Your instructions =>
Restate the entries word for word and skip every image.

[Images for object localization]
---

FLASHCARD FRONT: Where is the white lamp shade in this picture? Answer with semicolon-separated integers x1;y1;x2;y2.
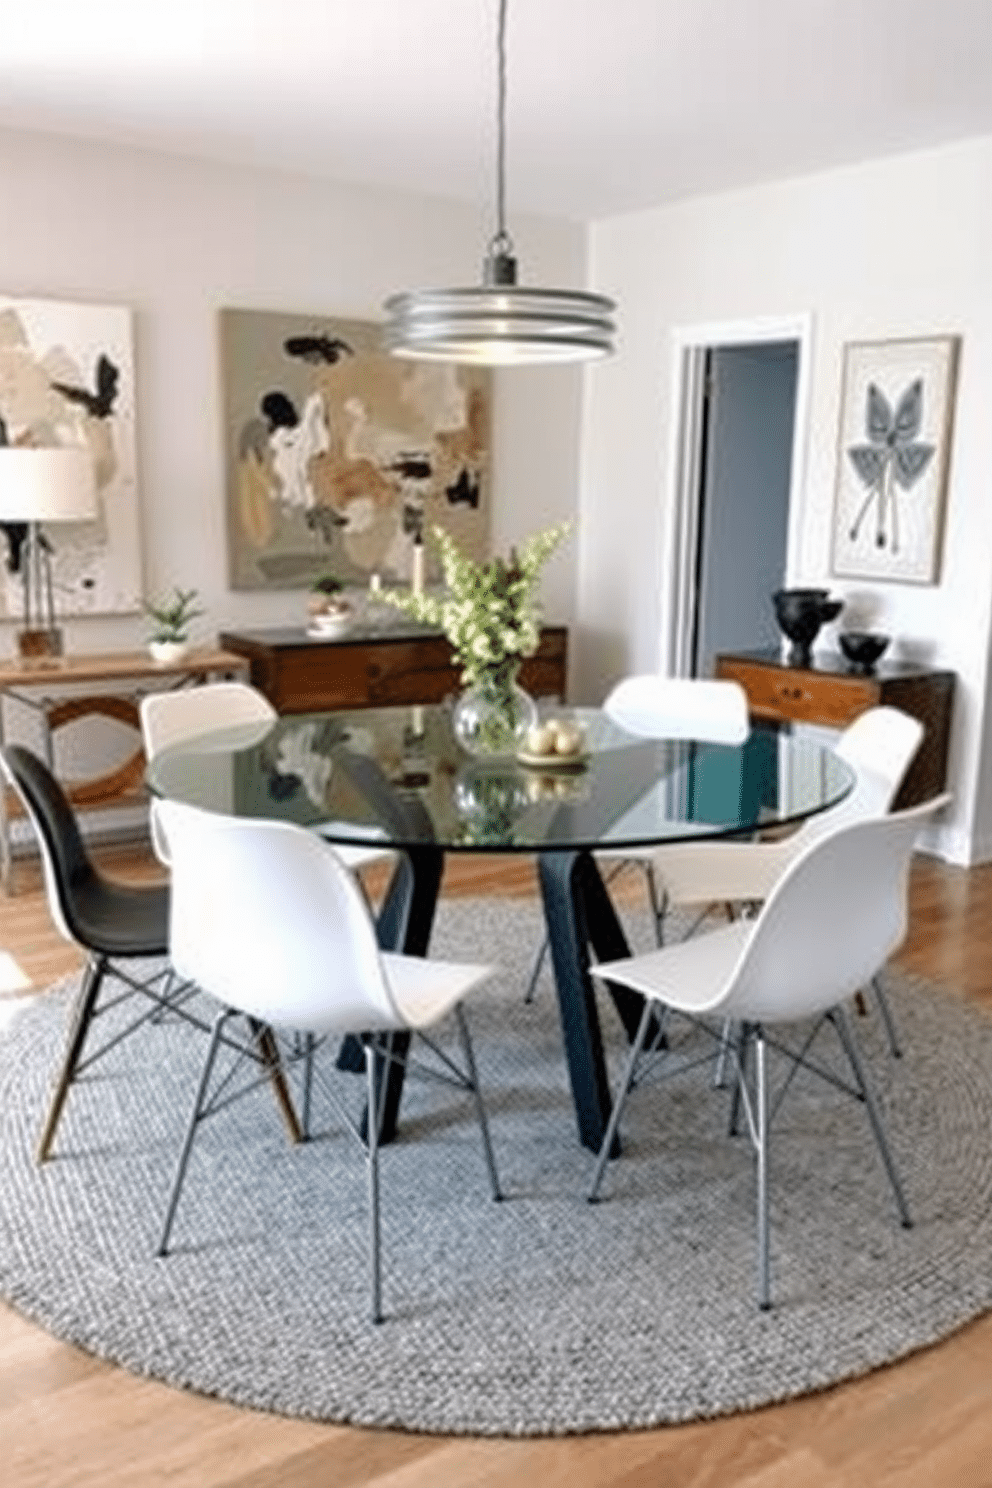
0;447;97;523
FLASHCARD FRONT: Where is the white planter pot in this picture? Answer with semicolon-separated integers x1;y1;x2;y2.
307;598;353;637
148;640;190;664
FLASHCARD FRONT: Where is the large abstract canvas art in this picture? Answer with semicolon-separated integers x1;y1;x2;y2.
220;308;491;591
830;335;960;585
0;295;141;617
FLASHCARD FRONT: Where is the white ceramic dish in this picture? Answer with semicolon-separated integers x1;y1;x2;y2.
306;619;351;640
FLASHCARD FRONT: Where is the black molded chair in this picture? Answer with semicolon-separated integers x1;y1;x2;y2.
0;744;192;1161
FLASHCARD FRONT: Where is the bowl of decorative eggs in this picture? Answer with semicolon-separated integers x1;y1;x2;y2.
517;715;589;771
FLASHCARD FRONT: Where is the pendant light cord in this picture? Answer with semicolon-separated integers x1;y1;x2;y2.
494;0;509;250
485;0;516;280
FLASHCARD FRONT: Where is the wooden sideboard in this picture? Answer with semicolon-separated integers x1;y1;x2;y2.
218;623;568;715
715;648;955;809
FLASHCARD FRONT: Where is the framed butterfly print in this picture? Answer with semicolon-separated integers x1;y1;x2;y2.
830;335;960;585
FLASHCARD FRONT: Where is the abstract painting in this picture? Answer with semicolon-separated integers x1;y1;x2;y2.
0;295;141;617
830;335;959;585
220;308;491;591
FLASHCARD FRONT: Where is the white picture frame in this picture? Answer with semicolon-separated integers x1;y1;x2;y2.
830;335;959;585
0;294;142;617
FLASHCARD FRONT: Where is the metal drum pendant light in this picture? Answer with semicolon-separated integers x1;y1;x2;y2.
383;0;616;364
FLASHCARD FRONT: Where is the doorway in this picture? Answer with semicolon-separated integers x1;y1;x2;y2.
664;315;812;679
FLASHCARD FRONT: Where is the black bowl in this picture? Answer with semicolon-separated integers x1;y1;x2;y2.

---

Finished task =>
FLASHCARD FRONT: Where is the white lamp shade in this picture? Answer with semicolon-separated integers x1;y1;x2;y2.
0;447;97;523
FLASHCARD FRONT: Where is the white planter pot in this picture? Answer with semicolon-separated integers x1;y1;x2;y2.
307;598;353;637
148;640;190;664
FLASHCARD FRONT: Where is the large abstract canvas art in this picture? Answer with semicolon-separated integers x1;y1;x2;y2.
220;308;491;591
830;335;960;585
0;295;141;617
FLASHCARD FRONT: Where is the white ceramic dish in this picture? Answer with semicolon-separated integers x1;y1;x2;y2.
306;619;351;640
FLASHCARD FRONT: Where is the black molded chair in this picture? Answer with semicolon-separated integers x1;y1;x2;y2.
0;744;192;1161
FLASHCARD FRONT: Where is the bowl of decorative eggs in this picture? Answer with semicolon-separated integers x1;y1;x2;y2.
517;715;589;771
FLASHCARD FRONT: Where is the pendant light cord in this picture? Answer with semicolon-separated integers x1;y1;x2;y2.
494;0;509;250
485;0;516;280
FLASHCARD FRONT: Where is the wooden sideboard in this picture? Answer with semicolon-separated integers x1;y1;x2;y2.
218;623;568;715
715;648;955;809
FLASHCARD FRONT: Where is the framed butterfly print in this picture? Answer with semicolon-separated integers x1;y1;x2;y2.
830;335;960;585
FLASHCARD FRONT: Where is the abstract painting in this picture? Answer with semicolon-separated integers x1;y1;x2;y2.
0;295;141;617
830;335;959;585
220;308;491;591
FLASHCARD FRONT: Where is the white picture frame in this picture? Answer with semicolon-separated integers x1;y1;x2;y2.
830;335;959;585
0;294;142;617
FLASHCARD FRONT: Where is the metal drum pendant light in this picture? Answer with semicolon-separated integers x1;y1;x2;y2.
383;0;616;364
FLASHCARD FRONT: Where is the doorway in this picture? Answer with semicolon-separated integers x1;y1;x2;y2.
664;315;812;679
FLASHCARD FRONT: Where is the black bowl in this picture? Answer with semicolon-separated integers x1;y1;x2;y2.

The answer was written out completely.